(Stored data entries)
────────────────────

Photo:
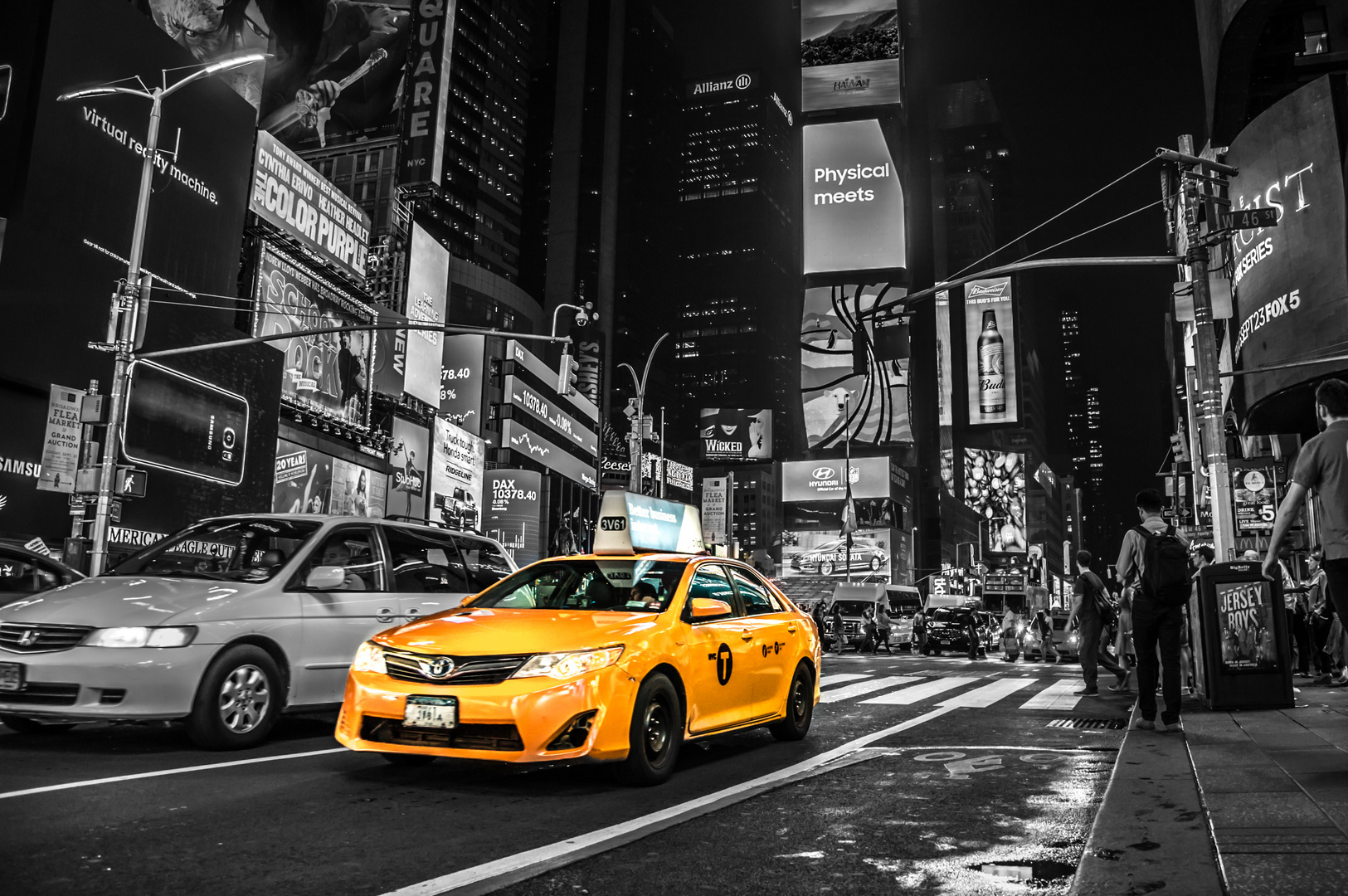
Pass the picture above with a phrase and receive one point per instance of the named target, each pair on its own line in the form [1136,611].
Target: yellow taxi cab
[619,655]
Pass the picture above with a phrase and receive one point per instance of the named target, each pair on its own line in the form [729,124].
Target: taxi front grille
[468,670]
[41,637]
[464,736]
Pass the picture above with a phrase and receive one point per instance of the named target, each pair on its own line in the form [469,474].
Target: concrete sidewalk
[1253,801]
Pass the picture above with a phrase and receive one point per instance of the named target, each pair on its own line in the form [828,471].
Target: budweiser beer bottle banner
[990,353]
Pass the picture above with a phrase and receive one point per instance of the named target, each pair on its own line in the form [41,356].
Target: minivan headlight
[142,636]
[562,666]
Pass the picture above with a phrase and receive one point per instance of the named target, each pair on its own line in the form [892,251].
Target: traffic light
[567,375]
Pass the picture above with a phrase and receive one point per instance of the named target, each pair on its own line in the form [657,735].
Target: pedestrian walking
[1322,475]
[1091,608]
[1154,561]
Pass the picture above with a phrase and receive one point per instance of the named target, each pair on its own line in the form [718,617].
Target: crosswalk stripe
[909,695]
[837,678]
[848,691]
[988,694]
[1057,695]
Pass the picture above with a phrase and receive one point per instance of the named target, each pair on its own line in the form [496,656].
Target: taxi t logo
[724,662]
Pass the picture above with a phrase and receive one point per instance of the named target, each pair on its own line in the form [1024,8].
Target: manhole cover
[1089,723]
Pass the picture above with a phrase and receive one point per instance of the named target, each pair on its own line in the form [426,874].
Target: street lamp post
[634,440]
[123,324]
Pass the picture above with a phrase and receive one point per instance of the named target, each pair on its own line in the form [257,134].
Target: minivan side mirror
[325,578]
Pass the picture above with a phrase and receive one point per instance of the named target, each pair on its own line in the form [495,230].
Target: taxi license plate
[431,712]
[11,677]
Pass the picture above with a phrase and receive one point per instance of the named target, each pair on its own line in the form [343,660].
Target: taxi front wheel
[800,708]
[655,734]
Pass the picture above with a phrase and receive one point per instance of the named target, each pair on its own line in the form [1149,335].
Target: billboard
[866,407]
[456,476]
[824,553]
[513,514]
[735,434]
[1290,280]
[294,198]
[994,487]
[849,54]
[463,360]
[410,461]
[854,201]
[330,371]
[427,291]
[422,155]
[823,480]
[990,352]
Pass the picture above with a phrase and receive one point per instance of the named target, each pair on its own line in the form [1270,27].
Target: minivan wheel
[26,725]
[237,699]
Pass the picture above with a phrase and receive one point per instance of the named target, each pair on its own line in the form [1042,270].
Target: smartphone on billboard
[177,422]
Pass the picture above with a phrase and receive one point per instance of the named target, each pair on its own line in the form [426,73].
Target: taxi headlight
[142,636]
[370,658]
[562,666]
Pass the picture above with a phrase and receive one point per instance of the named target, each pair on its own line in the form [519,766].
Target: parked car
[230,623]
[25,573]
[832,557]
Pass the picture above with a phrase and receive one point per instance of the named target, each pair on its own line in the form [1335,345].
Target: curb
[1150,830]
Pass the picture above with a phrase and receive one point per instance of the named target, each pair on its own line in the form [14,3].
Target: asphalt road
[940,767]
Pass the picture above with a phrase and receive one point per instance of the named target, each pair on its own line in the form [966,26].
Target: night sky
[1088,92]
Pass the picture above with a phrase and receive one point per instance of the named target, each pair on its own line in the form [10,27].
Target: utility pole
[1211,419]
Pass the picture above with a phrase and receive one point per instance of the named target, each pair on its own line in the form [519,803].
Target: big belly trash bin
[1239,628]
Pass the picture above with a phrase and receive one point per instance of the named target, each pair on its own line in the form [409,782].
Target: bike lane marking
[168,771]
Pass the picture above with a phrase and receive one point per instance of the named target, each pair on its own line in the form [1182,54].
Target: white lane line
[168,771]
[837,678]
[988,694]
[511,869]
[917,693]
[848,691]
[1057,695]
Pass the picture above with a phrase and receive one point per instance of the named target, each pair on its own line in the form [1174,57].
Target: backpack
[1165,577]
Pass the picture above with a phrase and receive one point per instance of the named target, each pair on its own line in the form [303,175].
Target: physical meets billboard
[849,54]
[735,434]
[990,352]
[994,487]
[854,202]
[328,373]
[867,407]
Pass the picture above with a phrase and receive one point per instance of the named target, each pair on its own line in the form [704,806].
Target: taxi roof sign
[632,523]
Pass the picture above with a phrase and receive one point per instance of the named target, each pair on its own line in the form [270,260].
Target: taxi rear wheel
[655,734]
[800,708]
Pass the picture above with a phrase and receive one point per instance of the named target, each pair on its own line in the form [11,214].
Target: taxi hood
[491,631]
[119,600]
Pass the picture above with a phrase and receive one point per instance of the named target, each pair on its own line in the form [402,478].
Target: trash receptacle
[1239,630]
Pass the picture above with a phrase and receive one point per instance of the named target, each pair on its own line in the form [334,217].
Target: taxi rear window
[619,585]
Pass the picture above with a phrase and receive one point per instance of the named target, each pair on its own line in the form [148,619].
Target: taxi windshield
[623,587]
[235,550]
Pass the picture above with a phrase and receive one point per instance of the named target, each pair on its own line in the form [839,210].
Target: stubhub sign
[631,523]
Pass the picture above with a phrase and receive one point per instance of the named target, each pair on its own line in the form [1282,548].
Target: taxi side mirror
[705,608]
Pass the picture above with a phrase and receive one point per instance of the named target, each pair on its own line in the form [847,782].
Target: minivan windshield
[623,587]
[233,550]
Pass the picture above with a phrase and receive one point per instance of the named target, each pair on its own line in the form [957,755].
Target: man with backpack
[1093,609]
[1154,561]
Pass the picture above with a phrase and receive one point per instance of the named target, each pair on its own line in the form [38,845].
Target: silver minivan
[230,623]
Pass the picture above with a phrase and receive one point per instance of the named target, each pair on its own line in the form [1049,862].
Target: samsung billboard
[854,201]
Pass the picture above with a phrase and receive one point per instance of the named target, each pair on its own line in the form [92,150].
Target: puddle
[1039,872]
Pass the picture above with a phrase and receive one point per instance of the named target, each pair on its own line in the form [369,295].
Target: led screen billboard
[427,290]
[854,201]
[735,434]
[990,352]
[867,407]
[994,487]
[329,373]
[849,54]
[1290,280]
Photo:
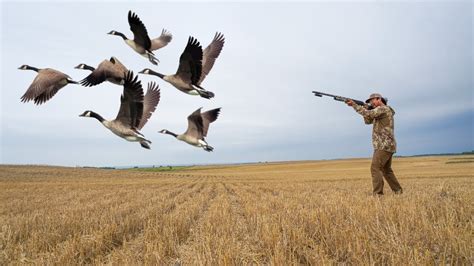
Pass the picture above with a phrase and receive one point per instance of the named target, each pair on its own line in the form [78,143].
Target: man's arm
[369,115]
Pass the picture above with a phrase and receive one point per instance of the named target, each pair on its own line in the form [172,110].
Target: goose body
[45,85]
[111,70]
[135,110]
[141,42]
[194,66]
[198,125]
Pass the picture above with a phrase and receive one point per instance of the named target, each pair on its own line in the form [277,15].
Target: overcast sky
[419,55]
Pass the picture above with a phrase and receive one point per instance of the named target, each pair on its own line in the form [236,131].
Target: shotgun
[342,99]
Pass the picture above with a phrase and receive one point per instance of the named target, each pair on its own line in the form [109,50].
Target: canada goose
[111,70]
[141,43]
[198,124]
[45,85]
[194,66]
[135,110]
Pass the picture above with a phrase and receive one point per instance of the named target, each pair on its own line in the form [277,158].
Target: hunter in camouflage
[383,141]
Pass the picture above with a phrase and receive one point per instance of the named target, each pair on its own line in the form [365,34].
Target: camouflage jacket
[383,135]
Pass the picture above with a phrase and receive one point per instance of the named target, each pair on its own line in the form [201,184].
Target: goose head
[116,33]
[27,67]
[86,114]
[148,71]
[84,66]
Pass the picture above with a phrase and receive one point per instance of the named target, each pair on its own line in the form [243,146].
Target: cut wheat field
[309,212]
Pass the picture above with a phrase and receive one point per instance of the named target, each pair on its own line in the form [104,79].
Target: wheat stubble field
[314,212]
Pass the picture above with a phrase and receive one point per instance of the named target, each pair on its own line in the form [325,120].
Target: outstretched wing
[210,55]
[190,62]
[140,34]
[131,102]
[161,41]
[209,117]
[195,125]
[151,100]
[45,85]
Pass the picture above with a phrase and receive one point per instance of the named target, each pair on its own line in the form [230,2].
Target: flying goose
[198,124]
[45,85]
[111,70]
[135,110]
[141,43]
[191,71]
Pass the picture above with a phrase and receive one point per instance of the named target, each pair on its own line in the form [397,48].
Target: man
[383,140]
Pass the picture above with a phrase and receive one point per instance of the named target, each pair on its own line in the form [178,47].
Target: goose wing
[140,34]
[99,74]
[195,125]
[209,117]
[45,85]
[161,41]
[131,102]
[210,55]
[190,62]
[151,100]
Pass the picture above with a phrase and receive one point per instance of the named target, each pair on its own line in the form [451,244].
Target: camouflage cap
[374,95]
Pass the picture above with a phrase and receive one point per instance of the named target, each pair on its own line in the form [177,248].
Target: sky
[417,54]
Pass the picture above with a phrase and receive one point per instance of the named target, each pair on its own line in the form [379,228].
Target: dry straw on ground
[286,213]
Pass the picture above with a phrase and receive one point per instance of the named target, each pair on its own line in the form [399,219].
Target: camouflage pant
[382,167]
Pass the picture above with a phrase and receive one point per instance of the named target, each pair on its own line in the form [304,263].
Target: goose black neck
[121,35]
[32,68]
[97,116]
[89,67]
[171,133]
[157,74]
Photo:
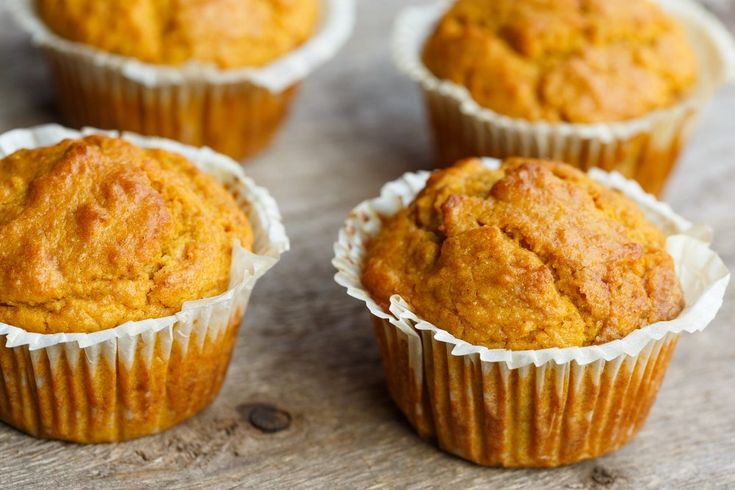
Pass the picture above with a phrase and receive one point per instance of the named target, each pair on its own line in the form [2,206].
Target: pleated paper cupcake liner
[145,376]
[543,407]
[236,111]
[645,148]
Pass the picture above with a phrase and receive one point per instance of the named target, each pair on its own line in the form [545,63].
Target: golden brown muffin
[96,232]
[580,61]
[228,33]
[530,256]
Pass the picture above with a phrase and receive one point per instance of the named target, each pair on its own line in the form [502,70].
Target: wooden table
[307,348]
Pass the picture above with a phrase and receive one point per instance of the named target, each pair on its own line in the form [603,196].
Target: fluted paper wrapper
[145,376]
[235,111]
[543,407]
[644,149]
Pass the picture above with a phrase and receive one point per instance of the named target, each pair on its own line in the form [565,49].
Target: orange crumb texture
[530,256]
[227,33]
[95,232]
[580,61]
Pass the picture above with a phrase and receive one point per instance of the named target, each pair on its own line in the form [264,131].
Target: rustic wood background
[307,348]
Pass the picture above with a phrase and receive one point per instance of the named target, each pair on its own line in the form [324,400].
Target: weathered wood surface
[308,348]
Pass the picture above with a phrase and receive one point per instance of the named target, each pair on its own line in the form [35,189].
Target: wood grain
[308,349]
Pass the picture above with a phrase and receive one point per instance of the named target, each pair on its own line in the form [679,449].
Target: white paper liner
[701,272]
[270,241]
[712,42]
[338,19]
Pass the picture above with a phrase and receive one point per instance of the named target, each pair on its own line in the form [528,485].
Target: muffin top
[95,232]
[228,33]
[579,61]
[529,256]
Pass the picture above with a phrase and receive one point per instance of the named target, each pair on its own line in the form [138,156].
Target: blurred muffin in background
[220,73]
[580,62]
[227,33]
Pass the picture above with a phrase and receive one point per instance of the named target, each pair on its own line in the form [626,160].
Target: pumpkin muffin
[125,273]
[96,232]
[529,256]
[580,61]
[216,73]
[614,84]
[539,307]
[227,33]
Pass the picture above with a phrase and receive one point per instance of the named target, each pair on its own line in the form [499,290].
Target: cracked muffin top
[227,33]
[529,256]
[578,61]
[95,232]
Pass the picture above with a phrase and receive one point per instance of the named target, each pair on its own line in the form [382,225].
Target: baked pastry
[612,84]
[575,61]
[216,73]
[127,234]
[228,33]
[125,272]
[530,256]
[525,312]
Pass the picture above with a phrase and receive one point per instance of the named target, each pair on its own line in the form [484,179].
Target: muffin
[526,312]
[219,73]
[496,259]
[130,257]
[591,83]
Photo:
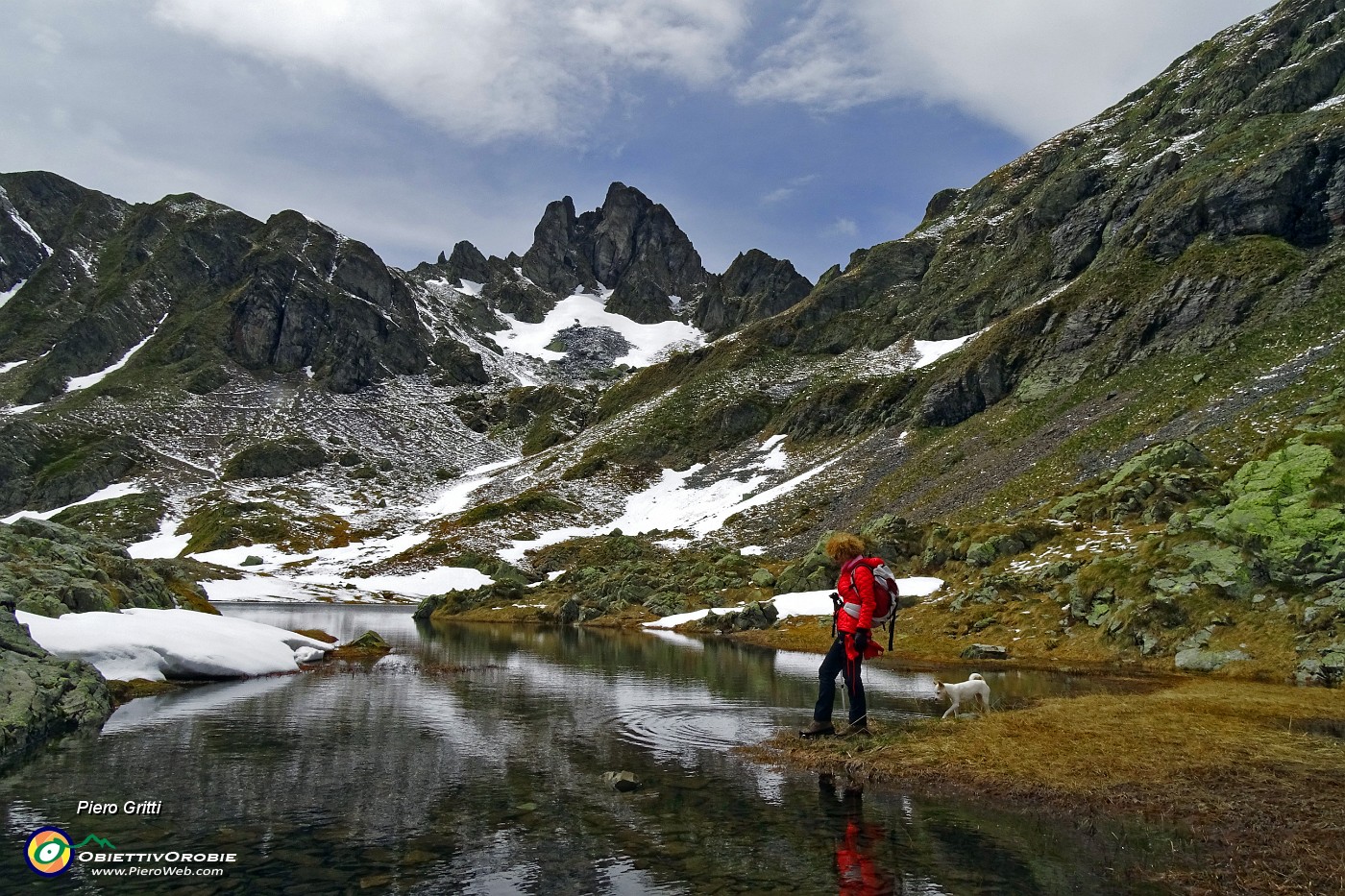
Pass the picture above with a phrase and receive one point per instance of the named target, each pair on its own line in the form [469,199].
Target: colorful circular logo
[49,852]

────────────────────

*Description of the task*: Copy the stretch of the records above that runs from the line with "Target: physical meets billboard" through the line with "the form [270,260].". Both end lines belong in the copy, and nothing else does.

*Your solution*:
Target: physical meets billboard
[849,54]
[735,434]
[990,352]
[994,487]
[854,202]
[328,373]
[867,407]
Pass the picture above with a phrase and receive one point per instance of the named target, each pair on its own line in the form [704,806].
Target: taxi roof sign
[632,523]
Pass the picture above with a phrase and receive one point per instance of the named target, each pair on its own line in the form [270,260].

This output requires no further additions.